Selected passage:

▶

Fred "Rusty" Gage (born October 8, 1950) is the President of the Salk Institute for Biological Studies and the Adler Professor in the Laboratory of Genetics at the Salk Institute, and has concentrated on the adult central nervous system and the unexpected plasticity and adaptability that remains throughout the life of all mammals. His work may lead to methods of replacing brain tissue lost to stroke or Alzheimer's disease and repairing spinal cords damaged by trauma. He was the President-elect of the ISSCR in 2012.

In 1998, Gage (Salk Institute for Biological Studies, La Jolla, California) and Peter Eriksson (Sahlgrenska University Hospital, Gothenburg, Sweden) discovered and announced that the human brain produces new nerve cells in adulthood. Until then, it had been assumed that humans are born with all the brain cells they will ever have.

Gage’s lab showed that, contrary to years of dogma, human beings are capable of growing new nerve cells throughout life. Small populations of immature nerve cells are found in the adult mammalian brain, and Gage is working to understand how these cells can be induced to become mature nerve cells. His team is investigating how such cells can be transplanted back to the brain and spinal cord. They have showed that physical exercise can enhance the growth of new brain cells in the hippocampus, a brain structure that is important for the formation of new memories.  Furthermore, his team is examining the underlying molecular mechanisms that are critical to the birth of new brain cells, work that may lead to new therapeutics for neurodegenerative conditions.

His lab studies the genomic mosaicism that exists in the brain as a result of “jumping genes,” mobile elements, and DNA damage that occurs during development. Specifically, he is interested in how this mosaicism may lead to difference in brain function between individuals. His lab published work showing that Human induced pluripotent stem cells (hiPSCs) erase aging signatures and hiPSC-derived neurons remain rejuvenated, while direct conversion into induced neurons (iNs) preserve donor fibroblast age-dependent transcriptomic signatures.

◀

Text-to-region grounding data:
▶

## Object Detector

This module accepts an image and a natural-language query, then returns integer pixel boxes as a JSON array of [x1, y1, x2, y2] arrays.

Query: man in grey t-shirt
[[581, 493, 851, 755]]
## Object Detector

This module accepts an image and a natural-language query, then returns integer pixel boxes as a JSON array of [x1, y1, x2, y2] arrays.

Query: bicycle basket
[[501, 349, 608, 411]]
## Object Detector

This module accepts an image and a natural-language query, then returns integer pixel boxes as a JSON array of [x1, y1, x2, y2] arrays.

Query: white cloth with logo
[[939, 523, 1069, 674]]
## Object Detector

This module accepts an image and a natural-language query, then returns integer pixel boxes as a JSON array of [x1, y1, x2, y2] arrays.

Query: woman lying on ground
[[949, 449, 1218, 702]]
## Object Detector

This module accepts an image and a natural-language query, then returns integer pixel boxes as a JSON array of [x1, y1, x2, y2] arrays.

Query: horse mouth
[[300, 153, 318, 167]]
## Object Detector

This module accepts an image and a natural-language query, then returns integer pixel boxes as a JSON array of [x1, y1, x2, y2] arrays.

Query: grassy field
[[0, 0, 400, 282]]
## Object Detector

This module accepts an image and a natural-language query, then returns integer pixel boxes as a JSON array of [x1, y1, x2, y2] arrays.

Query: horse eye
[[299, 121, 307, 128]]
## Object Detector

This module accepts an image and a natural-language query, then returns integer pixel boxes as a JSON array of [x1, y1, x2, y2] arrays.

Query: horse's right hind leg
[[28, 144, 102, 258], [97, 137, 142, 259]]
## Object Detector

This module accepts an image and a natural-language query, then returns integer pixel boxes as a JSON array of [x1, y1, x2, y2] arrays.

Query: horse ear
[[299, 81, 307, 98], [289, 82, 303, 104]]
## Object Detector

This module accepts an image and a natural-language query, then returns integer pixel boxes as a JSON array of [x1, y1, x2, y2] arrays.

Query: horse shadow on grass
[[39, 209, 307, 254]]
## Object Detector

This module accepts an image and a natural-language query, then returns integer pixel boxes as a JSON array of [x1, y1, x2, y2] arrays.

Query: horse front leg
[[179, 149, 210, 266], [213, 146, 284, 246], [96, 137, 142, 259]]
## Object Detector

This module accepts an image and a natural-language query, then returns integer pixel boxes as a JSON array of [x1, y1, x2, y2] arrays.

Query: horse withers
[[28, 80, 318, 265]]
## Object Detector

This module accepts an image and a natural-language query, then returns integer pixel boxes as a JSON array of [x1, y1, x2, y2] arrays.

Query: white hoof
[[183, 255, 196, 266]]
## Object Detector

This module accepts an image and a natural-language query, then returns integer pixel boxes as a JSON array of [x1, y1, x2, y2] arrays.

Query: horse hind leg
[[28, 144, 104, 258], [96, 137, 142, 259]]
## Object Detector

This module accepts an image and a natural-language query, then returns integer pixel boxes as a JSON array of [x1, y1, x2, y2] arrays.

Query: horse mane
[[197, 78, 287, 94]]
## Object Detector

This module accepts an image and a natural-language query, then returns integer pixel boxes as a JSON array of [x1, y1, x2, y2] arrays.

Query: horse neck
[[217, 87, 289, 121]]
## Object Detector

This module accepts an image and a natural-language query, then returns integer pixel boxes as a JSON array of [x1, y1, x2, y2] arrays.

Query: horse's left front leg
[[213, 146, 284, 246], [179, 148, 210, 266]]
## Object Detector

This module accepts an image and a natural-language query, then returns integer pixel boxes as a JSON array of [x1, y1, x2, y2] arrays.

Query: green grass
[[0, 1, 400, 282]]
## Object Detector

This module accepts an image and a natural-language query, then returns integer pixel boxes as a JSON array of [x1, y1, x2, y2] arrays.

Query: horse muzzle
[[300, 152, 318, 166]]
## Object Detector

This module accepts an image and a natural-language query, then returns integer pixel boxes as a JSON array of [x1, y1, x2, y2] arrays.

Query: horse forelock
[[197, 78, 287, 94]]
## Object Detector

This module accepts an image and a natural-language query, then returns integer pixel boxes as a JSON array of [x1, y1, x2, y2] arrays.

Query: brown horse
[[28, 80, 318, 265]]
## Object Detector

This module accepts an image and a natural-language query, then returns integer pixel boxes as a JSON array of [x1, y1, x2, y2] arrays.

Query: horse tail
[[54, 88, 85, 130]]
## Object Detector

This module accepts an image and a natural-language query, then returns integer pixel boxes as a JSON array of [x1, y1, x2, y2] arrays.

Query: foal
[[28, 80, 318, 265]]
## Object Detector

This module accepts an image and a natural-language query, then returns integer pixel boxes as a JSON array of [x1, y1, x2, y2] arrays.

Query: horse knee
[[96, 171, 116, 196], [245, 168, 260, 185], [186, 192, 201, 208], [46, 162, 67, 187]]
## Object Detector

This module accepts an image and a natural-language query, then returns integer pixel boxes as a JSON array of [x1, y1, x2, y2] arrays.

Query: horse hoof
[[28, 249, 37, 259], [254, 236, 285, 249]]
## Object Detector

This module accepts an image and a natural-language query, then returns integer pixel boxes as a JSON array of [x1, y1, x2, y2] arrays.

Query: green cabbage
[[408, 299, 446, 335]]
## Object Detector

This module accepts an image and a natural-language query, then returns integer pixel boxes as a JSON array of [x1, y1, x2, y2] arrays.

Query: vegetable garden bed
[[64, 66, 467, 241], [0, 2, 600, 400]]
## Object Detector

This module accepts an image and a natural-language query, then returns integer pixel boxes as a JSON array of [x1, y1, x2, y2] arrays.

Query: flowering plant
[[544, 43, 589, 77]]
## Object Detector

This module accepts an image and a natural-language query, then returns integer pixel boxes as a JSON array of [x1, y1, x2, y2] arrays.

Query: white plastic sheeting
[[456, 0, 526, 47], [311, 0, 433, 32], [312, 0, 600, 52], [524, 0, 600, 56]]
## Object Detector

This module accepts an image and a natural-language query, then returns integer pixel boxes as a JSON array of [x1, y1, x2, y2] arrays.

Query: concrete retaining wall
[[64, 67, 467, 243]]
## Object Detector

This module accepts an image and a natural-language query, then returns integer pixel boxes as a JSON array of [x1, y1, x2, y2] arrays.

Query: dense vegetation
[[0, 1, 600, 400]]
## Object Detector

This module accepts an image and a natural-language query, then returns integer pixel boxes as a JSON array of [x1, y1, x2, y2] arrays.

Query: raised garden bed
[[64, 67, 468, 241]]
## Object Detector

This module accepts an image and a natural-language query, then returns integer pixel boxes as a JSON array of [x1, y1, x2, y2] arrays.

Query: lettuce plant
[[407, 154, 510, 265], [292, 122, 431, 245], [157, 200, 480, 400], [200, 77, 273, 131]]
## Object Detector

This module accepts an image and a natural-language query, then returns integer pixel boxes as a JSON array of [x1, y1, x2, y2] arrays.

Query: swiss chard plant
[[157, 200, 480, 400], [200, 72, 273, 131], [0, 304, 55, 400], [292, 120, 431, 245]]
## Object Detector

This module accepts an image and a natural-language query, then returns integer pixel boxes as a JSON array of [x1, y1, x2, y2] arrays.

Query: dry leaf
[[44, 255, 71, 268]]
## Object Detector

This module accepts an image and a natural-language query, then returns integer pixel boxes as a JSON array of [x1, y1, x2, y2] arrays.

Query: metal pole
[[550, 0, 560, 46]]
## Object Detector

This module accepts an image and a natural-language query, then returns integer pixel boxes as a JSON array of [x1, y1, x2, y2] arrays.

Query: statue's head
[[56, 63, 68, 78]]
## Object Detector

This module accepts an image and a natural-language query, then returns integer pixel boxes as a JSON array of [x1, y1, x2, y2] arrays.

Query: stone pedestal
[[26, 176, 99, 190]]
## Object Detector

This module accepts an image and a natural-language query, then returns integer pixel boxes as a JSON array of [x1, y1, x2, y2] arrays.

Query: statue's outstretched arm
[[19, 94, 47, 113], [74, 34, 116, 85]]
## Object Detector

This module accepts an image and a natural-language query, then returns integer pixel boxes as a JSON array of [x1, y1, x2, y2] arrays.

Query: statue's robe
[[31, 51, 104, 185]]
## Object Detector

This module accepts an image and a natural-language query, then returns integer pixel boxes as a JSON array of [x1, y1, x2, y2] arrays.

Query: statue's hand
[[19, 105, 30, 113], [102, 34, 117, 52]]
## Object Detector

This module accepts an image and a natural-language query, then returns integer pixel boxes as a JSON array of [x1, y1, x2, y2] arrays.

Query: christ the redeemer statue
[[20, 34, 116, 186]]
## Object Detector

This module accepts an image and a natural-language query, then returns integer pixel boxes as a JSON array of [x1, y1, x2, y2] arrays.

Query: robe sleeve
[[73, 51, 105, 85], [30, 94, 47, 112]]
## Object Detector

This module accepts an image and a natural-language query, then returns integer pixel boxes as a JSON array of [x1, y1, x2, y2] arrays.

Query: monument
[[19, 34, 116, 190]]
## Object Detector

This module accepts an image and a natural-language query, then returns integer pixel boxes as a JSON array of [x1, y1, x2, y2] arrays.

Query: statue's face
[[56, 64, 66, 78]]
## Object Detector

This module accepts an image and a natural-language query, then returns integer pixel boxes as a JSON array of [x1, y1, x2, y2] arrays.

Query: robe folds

◀

Exercise details:
Please state what Fred Gage and Peter Eriksson discovered and announced in 1998, according to the passage about Gage above.

Final answer:
They announced that the human brain produces new nerve cells in adulthood.